**OBJETIVO 1**
En el fragmento sobre las elecciones municipales y autonómicas, ¿por qué clase de intereses se han dejado guiar más los votantes, según el autor?
**OBJETIVO 2**
Extrae del fragmento sobre las elecciones municipales y autonómicas el tramo que va desde "Una de las cosas" hasta "tan fundados pronósticos.".

Juan Manuel Eguiagaray Ucelay valora las consecuencias del resultado de las elecciones municipales y autonómicas. El autor considera que los votantes se han dejado guiar más por intereses locales que generales

Una de las cosas que nos enseña el juego democrático es la necesidad del respeto a la libre decisión de los ciudadanos. Hace algunos años el nivel de acierto atribuido a los sondeos de opinión motivaba que, conocidos los resultados electorales, casi todos los centros demoscópicos reclamaran la paternidad de su anuncio temprano. La verdad es que no siempre el acierto era inequívoco, ni mucho menos. Pero tanto los intereses de las empresas demoscópicas como los de los medios de comunicación que patrocinaban sus estudios operaban de consuno para subrayar aquello en lo que se había acertado, correr un tupido velo sobre los errores y explicar (a posteriori) las convincentes razones que habían producido la desviación de tan fundados pronósticos.

De un tiempo a esta parte existe menor convencimiento en la infalibilidad de los sondeos, lo que no es de extrañar, puesto que el personal ha visto ya demasiadas desviaciones para seguir llamando con tan piadoso nombre a los errores manifiestos. Y, por si fuera poco, la gente ha constatado con asombro la facilidad con que los institutos demoscópicos prefieren equivocarse en grupo -pero protegidos de la intemperie- a correr el riesgo de acertar o equivocarse en solitario -que, al parecer, resulta muy inclemente-. Quizás por esta razón algunos de los sondeos a pie de urna con que las emisoras de radio y televisión entretienen la espera del escrutinio tienen tan poca credibilidad y generan tantas sensaciones equivocadas. Aunque, eso sí, casi siempre en línea con las opiniones asociadas a las respectivas audiencias.

**MATERIAL PROPORCIONADO**

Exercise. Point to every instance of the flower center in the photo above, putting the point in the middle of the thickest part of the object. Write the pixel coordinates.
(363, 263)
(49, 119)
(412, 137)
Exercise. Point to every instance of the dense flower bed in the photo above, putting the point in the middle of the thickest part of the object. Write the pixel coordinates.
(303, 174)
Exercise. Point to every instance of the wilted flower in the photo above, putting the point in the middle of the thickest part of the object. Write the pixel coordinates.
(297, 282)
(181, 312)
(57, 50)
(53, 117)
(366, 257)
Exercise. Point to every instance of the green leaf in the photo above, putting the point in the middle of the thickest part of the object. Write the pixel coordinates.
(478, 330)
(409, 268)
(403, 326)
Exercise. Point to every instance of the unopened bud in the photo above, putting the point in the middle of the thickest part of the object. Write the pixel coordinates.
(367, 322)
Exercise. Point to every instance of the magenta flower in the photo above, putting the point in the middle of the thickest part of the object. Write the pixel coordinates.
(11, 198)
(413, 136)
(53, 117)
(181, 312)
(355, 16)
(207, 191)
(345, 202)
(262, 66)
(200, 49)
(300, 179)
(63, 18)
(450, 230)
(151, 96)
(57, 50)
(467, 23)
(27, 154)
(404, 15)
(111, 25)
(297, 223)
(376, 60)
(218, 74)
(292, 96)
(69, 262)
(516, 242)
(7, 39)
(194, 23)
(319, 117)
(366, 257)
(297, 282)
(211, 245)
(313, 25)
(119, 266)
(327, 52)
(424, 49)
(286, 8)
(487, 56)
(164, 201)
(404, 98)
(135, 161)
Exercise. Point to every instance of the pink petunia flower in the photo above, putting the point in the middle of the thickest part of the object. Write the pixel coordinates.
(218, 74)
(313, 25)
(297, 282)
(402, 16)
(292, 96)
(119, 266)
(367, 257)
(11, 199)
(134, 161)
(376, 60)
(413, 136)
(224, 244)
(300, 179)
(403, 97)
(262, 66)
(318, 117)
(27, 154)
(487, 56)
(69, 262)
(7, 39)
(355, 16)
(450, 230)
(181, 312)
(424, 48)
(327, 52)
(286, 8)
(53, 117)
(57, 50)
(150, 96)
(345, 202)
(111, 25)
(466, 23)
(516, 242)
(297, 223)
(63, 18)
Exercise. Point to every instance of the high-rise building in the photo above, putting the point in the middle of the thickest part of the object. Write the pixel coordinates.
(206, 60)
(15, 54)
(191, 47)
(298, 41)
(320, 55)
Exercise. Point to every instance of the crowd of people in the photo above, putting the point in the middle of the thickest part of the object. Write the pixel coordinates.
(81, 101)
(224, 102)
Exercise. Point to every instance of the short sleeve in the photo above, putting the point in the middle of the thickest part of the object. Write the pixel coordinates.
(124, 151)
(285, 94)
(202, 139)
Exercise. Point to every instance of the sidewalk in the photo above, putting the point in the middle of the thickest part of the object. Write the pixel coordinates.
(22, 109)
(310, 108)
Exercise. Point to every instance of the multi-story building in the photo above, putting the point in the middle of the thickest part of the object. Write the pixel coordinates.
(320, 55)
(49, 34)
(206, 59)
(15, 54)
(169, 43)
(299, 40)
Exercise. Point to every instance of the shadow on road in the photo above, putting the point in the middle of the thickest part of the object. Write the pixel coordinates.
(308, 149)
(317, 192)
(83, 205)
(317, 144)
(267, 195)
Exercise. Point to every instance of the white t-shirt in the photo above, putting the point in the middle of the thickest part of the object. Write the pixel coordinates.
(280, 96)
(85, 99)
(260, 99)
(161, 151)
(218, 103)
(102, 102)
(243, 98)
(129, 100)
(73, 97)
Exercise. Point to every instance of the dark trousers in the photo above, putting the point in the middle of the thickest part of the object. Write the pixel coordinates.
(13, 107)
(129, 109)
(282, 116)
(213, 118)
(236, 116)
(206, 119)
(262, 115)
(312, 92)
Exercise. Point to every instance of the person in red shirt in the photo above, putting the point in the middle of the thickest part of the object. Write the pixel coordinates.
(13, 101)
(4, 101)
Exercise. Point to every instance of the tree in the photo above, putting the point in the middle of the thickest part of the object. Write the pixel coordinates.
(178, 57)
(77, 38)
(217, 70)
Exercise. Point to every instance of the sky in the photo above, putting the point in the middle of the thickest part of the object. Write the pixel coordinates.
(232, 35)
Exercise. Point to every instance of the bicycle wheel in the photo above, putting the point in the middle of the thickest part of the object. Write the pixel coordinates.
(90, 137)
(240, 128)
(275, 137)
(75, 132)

**SOLUCIÓN PROPUESTA 1**
Por intereses locales más que generales.

**SOLUCIÓN PROPUESTA 2**
Una de las cosas que nos enseña el juego democrático es la necesidad del respeto a la libre decisión de los ciudadanos. Hace algunos años el nivel de acierto atribuido a los sondeos de opinión motivaba que, conocidos los resultados electorales, casi todos los centros demoscópicos reclamaran la paternidad de su anuncio temprano. La verdad es que no siempre el acierto era inequívoco, ni mucho menos. Pero tanto los intereses de las empresas demoscópicas como los de los medios de comunicación que patrocinaban sus estudios operaban de consuno para subrayar aquello en lo que se había acertado, correr un tupido velo sobre los errores y explicar (a posteriori) las convincentes razones que habían producido la desviación de tan fundados pronósticos.